Records to use>
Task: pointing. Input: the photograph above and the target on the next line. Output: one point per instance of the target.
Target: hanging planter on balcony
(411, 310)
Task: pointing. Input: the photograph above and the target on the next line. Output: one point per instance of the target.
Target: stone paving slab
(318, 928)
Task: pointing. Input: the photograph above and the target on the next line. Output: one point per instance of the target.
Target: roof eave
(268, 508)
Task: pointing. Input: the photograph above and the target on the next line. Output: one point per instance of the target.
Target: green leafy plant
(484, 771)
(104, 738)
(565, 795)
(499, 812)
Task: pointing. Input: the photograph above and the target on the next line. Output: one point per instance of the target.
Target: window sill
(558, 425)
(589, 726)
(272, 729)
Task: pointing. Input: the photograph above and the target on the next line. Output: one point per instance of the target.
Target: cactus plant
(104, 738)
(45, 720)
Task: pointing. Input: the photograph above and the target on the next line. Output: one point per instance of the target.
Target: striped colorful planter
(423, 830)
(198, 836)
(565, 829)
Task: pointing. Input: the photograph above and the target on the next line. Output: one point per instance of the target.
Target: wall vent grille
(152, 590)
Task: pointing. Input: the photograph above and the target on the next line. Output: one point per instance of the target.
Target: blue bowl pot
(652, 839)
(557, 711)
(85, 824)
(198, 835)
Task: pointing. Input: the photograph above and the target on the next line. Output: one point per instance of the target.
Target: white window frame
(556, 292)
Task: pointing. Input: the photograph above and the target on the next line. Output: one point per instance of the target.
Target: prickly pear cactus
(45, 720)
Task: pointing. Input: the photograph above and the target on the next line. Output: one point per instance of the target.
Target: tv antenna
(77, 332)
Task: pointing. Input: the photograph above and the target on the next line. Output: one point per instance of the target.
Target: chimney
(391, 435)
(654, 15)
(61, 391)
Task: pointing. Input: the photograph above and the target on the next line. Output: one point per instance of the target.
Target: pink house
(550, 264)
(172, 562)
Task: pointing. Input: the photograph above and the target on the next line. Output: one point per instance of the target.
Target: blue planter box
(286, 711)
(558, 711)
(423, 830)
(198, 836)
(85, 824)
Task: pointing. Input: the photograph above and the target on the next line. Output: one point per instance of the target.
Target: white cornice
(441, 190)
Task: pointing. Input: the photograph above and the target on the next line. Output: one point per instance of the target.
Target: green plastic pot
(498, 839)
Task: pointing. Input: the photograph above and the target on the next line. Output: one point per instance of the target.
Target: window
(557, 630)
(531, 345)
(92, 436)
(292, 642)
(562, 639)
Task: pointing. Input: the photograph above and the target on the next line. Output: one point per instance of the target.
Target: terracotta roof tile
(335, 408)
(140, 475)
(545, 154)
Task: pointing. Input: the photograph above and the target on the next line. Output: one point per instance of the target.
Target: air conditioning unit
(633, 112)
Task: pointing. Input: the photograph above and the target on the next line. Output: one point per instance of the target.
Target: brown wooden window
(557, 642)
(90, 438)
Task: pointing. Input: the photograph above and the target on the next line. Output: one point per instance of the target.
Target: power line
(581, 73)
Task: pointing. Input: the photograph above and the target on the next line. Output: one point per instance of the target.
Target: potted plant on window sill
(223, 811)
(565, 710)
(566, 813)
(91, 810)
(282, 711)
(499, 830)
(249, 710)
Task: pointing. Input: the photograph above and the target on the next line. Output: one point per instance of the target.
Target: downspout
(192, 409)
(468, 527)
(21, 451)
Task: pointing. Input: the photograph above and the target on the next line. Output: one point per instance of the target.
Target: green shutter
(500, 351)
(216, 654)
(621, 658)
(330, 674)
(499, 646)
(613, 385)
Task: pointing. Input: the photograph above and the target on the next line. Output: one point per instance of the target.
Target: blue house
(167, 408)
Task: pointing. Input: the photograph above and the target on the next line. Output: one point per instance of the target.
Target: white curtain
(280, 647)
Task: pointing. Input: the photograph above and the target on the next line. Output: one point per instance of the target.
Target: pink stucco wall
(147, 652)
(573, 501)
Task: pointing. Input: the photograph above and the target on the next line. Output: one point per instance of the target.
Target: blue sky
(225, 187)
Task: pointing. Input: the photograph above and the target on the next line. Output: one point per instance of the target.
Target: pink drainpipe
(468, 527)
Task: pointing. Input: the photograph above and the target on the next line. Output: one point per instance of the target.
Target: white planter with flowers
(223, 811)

Request>
Gather each line of the records above that contains the word "blue" and copy it out in full. Case counts.

Full output>
Target: blue bowl pot
Target: blue planter box
Target: blue house
Target: blue sky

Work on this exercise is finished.